-- BEGIN Material provided --
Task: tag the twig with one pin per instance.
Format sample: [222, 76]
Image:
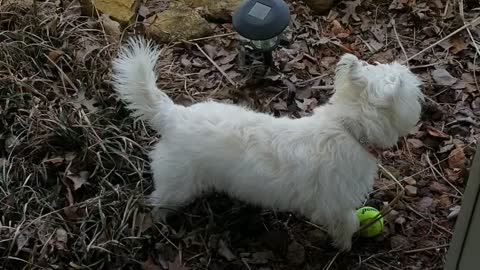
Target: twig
[323, 87]
[441, 40]
[216, 65]
[212, 37]
[424, 249]
[474, 43]
[419, 172]
[387, 209]
[426, 219]
[331, 262]
[398, 39]
[442, 176]
[246, 264]
[389, 174]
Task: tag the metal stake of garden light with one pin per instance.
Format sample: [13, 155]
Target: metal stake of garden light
[262, 22]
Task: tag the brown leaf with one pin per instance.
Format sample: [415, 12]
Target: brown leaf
[111, 27]
[61, 238]
[410, 190]
[54, 56]
[442, 77]
[143, 221]
[457, 159]
[82, 100]
[78, 180]
[438, 187]
[350, 11]
[149, 264]
[177, 265]
[437, 133]
[210, 50]
[295, 253]
[225, 251]
[415, 143]
[458, 44]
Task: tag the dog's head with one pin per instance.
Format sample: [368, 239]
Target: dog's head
[387, 94]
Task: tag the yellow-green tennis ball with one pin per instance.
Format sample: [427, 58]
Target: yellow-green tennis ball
[365, 214]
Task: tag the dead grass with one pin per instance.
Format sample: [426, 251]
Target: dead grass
[74, 167]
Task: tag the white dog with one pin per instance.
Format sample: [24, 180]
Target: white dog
[316, 165]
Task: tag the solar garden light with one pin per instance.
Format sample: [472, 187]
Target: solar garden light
[261, 22]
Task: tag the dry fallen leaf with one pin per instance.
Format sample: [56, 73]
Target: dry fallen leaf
[415, 143]
[143, 221]
[442, 77]
[225, 251]
[456, 159]
[149, 264]
[82, 100]
[177, 265]
[61, 238]
[437, 133]
[54, 56]
[458, 44]
[350, 11]
[78, 180]
[111, 27]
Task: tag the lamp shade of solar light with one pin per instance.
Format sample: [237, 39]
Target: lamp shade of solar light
[261, 22]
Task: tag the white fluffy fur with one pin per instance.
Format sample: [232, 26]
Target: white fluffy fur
[314, 165]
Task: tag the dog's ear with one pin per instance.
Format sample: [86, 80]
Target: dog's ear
[383, 95]
[350, 70]
[347, 62]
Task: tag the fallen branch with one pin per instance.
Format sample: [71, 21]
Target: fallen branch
[474, 22]
[216, 65]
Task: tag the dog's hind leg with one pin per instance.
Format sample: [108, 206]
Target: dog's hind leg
[175, 186]
[343, 229]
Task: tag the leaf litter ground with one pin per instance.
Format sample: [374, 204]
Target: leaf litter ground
[74, 164]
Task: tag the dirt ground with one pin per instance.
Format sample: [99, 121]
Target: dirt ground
[74, 164]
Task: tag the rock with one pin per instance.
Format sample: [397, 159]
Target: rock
[215, 10]
[165, 25]
[296, 253]
[120, 10]
[410, 190]
[320, 6]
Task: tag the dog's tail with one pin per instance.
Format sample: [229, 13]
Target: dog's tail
[134, 80]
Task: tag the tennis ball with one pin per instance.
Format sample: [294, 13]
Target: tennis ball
[365, 214]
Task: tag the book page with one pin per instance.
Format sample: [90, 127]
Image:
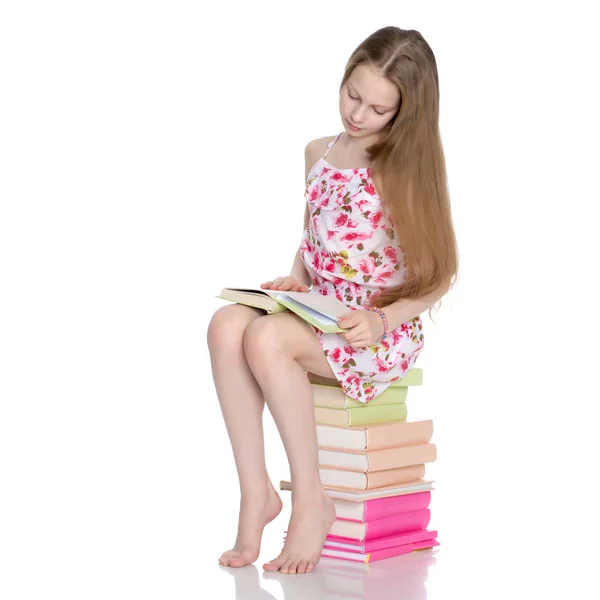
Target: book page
[317, 316]
[329, 306]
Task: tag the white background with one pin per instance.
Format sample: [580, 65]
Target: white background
[153, 153]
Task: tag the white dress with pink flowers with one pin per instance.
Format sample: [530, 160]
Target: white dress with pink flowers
[350, 250]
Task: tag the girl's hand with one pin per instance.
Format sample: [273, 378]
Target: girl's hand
[365, 327]
[285, 284]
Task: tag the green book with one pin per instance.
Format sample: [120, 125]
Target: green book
[334, 397]
[364, 415]
[320, 311]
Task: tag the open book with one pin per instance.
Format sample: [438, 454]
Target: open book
[320, 311]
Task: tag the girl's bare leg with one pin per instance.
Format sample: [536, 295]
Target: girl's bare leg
[242, 405]
[279, 349]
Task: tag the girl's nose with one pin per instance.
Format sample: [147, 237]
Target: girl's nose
[358, 116]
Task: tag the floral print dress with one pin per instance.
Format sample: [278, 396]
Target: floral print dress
[351, 251]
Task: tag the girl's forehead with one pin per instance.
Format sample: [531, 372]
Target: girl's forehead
[371, 84]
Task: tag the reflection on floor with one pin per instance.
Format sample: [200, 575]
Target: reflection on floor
[393, 578]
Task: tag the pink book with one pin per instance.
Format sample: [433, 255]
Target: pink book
[401, 539]
[380, 508]
[410, 521]
[416, 519]
[379, 554]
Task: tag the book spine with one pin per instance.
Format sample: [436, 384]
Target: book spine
[386, 507]
[407, 433]
[379, 479]
[371, 415]
[404, 456]
[399, 550]
[417, 519]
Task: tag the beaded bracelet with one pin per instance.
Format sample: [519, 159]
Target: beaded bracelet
[386, 327]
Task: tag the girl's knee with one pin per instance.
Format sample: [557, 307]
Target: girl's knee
[260, 336]
[228, 324]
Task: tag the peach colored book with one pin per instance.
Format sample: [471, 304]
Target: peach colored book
[391, 434]
[357, 480]
[359, 496]
[378, 460]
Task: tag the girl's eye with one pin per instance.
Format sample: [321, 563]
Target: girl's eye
[353, 98]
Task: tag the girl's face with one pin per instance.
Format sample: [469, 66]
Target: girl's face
[368, 101]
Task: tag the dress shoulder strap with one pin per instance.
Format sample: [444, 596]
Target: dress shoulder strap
[332, 142]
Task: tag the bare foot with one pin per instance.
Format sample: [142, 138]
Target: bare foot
[255, 513]
[309, 525]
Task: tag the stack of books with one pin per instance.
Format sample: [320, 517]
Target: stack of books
[372, 461]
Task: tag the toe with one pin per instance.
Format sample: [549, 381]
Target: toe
[285, 567]
[294, 566]
[302, 567]
[275, 564]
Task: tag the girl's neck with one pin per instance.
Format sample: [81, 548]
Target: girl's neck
[356, 147]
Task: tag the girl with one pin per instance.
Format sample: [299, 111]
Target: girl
[397, 254]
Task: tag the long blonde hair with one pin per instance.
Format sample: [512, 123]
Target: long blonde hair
[408, 164]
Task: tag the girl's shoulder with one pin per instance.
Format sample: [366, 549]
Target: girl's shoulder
[318, 146]
[316, 149]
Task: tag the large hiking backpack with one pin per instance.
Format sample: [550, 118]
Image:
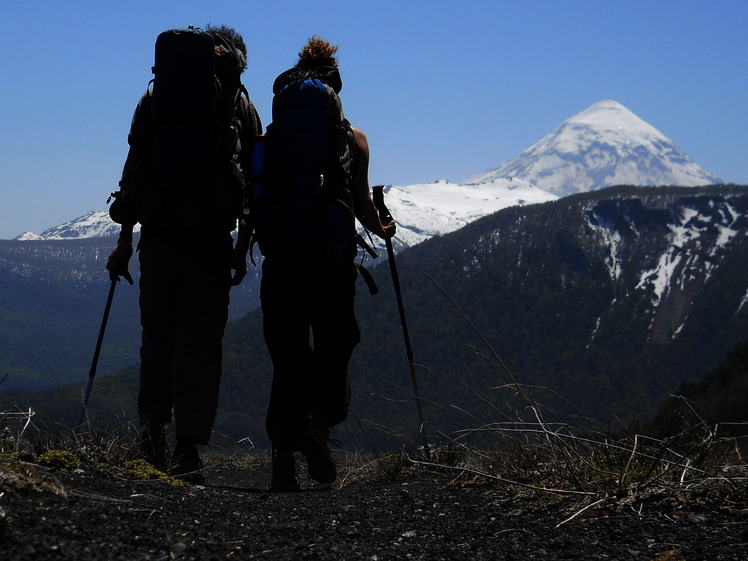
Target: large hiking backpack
[188, 174]
[303, 202]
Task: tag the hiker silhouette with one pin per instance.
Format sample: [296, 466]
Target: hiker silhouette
[190, 142]
[315, 179]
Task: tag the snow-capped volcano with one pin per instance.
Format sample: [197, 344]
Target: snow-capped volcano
[606, 144]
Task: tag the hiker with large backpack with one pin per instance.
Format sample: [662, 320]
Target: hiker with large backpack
[313, 185]
[183, 181]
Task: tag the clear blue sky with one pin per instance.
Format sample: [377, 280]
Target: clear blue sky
[444, 89]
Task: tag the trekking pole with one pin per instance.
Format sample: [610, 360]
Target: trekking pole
[384, 217]
[92, 372]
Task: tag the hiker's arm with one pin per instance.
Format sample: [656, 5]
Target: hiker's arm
[240, 254]
[367, 212]
[118, 263]
[252, 126]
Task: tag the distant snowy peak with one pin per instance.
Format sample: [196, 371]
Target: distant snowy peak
[604, 145]
[95, 224]
[432, 209]
[421, 211]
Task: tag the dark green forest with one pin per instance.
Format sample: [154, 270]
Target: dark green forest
[519, 302]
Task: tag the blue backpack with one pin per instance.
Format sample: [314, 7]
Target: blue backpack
[302, 201]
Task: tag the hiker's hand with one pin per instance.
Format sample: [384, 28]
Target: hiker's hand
[239, 266]
[119, 262]
[388, 230]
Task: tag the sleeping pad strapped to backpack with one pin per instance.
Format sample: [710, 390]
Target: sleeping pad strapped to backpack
[188, 174]
[303, 204]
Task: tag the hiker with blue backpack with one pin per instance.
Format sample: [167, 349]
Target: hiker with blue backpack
[184, 182]
[313, 186]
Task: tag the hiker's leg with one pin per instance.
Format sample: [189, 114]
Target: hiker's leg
[158, 320]
[336, 334]
[286, 331]
[203, 304]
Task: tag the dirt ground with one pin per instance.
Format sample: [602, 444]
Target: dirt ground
[415, 512]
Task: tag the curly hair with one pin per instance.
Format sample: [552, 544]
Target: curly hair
[230, 35]
[317, 52]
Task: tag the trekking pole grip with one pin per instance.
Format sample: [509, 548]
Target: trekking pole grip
[378, 198]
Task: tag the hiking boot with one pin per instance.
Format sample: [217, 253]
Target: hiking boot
[153, 448]
[186, 464]
[284, 472]
[314, 447]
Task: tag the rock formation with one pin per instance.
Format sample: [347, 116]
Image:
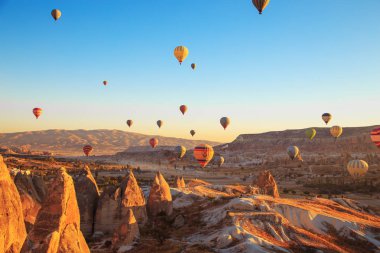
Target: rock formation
[127, 232]
[57, 227]
[160, 198]
[115, 203]
[266, 184]
[12, 227]
[32, 191]
[87, 193]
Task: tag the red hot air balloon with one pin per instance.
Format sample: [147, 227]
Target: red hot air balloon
-- END Material provided --
**Set exercise:** Make an exact copy of the lines of the records from the line containing "Task: tag the hiker's leg" through the final line, both ends included, but not of the pictures.

**Answer to this problem:**
Task: tag the hiker's leg with one pin per instance.
Format sample: [189, 114]
Target: hiker's leg
[158, 320]
[336, 334]
[286, 331]
[203, 304]
Task: tag the dirt ground with one pin per instance.
Format sample: [602, 444]
Target: dirt ground
[415, 512]
Task: tag the curly hair with one pin per instance.
Format sample: [552, 544]
Target: curly hair
[230, 35]
[317, 52]
Task: tag the trekking pole grip with one pin per instance.
Format sample: [509, 548]
Target: trekking pole grip
[378, 198]
Task: tag the hiking boot with one pin per instance.
Format sample: [217, 253]
Target: hiking boot
[153, 448]
[186, 464]
[284, 472]
[314, 447]
Task: tag the rock formation with one pin per instance.
Format sample: [347, 116]
Image:
Target: rock formation
[127, 232]
[57, 227]
[160, 198]
[115, 203]
[266, 184]
[12, 227]
[32, 191]
[87, 193]
Task: tag the red hot air balloon with one pin per instance.
Format sample: [147, 227]
Target: red hot air balloon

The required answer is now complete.